Your task = Every line from the one containing "positive clicks: (210, 228)" to the one containing "box: [173, 156, 282, 261]" in the records below, both included, must be set down exactly, and no other line.

(Dataset records)
_____

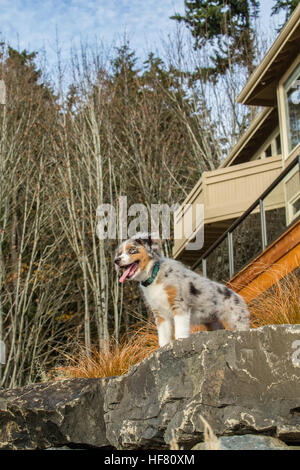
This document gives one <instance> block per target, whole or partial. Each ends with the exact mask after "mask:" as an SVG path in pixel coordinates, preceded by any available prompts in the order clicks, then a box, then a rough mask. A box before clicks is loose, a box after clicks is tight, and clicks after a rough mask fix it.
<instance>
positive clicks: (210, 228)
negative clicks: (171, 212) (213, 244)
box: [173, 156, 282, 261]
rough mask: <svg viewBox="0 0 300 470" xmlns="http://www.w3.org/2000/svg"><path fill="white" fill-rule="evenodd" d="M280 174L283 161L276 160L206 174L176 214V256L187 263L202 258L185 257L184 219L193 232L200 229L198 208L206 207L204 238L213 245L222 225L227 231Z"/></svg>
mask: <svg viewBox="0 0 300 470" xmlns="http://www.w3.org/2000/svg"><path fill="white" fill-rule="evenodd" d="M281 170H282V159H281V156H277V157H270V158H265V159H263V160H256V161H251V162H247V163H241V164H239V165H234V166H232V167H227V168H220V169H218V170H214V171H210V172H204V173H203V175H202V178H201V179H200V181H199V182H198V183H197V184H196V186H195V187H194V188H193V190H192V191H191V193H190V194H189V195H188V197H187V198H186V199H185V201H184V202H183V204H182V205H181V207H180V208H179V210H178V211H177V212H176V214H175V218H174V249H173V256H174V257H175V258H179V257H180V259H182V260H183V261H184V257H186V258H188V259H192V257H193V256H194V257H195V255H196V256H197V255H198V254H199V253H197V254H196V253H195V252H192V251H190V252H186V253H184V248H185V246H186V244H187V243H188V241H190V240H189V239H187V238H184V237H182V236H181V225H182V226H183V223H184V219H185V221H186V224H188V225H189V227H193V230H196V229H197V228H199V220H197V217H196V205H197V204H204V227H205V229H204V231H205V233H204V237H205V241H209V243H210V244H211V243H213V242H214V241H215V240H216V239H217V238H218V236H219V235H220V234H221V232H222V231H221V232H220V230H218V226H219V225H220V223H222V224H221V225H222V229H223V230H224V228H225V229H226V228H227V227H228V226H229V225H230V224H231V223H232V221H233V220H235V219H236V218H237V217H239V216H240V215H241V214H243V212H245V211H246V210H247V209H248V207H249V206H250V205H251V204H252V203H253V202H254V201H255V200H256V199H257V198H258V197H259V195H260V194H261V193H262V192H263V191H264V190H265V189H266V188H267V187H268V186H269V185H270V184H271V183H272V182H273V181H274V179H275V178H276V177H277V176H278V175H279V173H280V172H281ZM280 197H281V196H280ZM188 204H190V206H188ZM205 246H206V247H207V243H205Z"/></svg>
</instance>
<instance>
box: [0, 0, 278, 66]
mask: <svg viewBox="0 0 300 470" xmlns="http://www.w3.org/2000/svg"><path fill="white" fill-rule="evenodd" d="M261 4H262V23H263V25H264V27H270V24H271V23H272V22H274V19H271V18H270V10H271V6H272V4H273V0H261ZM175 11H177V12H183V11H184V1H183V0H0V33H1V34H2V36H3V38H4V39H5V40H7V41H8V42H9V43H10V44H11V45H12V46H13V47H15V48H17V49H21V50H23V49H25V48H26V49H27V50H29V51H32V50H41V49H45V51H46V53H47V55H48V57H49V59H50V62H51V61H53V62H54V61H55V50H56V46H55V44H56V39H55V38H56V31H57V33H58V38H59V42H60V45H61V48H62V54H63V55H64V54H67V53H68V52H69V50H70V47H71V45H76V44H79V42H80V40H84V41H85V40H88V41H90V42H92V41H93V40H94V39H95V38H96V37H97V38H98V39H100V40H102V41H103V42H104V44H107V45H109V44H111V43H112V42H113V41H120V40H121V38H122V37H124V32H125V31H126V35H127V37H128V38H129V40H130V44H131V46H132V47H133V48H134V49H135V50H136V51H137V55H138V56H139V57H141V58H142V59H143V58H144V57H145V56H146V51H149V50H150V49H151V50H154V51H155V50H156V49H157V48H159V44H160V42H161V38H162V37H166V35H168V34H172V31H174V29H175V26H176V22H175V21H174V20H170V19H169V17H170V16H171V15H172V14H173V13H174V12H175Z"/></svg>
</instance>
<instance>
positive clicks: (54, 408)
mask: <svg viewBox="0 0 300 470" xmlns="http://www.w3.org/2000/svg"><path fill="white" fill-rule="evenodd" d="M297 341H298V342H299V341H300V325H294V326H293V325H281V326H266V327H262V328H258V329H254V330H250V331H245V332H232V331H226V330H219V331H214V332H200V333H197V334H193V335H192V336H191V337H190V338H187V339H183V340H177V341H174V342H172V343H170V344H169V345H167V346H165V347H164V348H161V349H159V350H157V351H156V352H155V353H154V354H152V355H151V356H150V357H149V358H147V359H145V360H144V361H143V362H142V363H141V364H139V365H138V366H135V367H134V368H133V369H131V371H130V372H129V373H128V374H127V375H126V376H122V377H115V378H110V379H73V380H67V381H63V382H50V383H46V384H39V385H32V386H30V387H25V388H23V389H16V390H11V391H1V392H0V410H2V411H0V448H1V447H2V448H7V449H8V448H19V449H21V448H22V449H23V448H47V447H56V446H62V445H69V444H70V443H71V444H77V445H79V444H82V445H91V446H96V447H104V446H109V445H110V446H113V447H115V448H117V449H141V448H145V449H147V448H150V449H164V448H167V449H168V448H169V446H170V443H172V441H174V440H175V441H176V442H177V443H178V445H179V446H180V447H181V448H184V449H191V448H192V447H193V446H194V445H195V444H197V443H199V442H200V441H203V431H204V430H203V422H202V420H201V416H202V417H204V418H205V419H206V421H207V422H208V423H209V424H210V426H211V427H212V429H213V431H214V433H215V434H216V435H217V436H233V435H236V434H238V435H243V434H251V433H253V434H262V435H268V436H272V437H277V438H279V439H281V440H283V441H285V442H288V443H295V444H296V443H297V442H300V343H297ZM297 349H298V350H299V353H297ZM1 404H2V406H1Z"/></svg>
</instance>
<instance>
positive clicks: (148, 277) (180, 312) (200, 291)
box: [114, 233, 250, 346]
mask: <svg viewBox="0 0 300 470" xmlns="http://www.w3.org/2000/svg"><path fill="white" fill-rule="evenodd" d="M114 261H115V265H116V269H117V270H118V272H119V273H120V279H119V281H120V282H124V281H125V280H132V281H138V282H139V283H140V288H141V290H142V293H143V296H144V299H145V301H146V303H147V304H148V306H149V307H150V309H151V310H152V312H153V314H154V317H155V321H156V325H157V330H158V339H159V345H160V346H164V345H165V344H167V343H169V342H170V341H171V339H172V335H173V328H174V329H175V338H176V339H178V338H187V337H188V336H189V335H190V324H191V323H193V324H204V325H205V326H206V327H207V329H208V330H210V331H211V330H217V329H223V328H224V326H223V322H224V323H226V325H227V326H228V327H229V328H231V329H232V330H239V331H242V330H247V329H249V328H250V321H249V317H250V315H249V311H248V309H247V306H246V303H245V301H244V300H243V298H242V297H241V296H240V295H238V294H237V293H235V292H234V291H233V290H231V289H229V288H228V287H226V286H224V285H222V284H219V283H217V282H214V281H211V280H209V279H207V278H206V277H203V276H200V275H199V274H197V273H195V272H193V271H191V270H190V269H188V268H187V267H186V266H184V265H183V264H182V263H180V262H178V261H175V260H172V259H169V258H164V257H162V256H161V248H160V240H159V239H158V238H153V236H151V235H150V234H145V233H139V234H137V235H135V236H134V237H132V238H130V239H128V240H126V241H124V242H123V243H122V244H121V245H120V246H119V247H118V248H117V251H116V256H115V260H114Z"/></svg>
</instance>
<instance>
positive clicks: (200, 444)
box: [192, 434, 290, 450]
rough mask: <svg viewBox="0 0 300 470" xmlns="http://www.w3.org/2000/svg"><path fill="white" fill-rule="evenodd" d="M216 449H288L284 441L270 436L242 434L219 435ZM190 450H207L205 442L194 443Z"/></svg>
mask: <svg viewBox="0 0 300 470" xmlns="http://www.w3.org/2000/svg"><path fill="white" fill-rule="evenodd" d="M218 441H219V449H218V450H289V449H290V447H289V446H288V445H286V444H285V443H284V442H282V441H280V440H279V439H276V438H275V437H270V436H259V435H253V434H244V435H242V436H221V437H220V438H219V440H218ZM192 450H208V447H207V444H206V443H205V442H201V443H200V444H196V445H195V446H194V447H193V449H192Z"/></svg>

_____

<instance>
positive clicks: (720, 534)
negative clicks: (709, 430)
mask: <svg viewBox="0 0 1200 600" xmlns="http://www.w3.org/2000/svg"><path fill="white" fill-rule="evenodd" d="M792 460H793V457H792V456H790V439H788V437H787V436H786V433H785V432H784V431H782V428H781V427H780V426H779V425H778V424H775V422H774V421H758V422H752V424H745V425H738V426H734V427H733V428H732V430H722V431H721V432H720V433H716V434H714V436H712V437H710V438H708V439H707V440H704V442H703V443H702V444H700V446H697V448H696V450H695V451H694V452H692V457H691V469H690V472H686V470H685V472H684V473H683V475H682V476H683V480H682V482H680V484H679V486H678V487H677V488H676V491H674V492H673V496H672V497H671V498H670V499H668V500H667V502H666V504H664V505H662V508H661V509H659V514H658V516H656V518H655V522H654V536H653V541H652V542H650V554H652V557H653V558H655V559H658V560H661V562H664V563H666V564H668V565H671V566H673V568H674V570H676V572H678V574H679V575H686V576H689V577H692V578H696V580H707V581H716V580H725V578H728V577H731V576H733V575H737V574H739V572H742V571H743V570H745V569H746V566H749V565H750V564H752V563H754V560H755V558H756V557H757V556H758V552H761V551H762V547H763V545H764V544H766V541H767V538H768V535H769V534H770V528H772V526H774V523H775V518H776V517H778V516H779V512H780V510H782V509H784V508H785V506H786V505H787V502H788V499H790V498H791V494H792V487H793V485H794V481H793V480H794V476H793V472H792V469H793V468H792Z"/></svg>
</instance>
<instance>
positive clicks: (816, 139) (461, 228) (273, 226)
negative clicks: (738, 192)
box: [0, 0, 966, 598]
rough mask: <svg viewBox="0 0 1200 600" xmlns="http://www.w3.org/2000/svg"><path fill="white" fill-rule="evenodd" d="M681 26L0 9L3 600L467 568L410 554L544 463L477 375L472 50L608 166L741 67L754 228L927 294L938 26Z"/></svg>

_____

Finished task =
positive clicks: (210, 228)
negative clicks: (171, 212) (213, 244)
box: [173, 156, 282, 261]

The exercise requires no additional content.